- [What is being asked] Please copy every line from the following entries in which the word "instance" appears.

- [Supplied data]

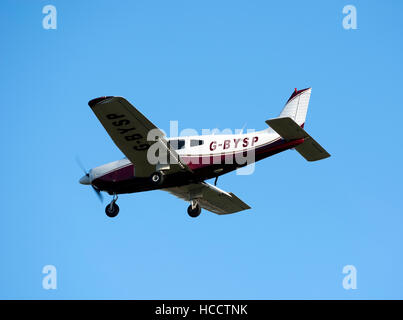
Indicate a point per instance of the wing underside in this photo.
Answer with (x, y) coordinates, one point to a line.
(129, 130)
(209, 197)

* * *

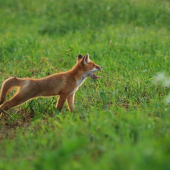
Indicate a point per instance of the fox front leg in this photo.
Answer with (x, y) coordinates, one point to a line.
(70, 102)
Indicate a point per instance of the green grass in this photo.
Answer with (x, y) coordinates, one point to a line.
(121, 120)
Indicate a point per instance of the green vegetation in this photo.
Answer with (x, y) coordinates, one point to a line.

- [Your solution]
Indicate a point per instance of the wing underside in this photo.
Indicate a point per instance of the fox front leg in this photo.
Indicate a point per instance of the green grass in this photo.
Indicate a point per instance of the green vegetation in this photo.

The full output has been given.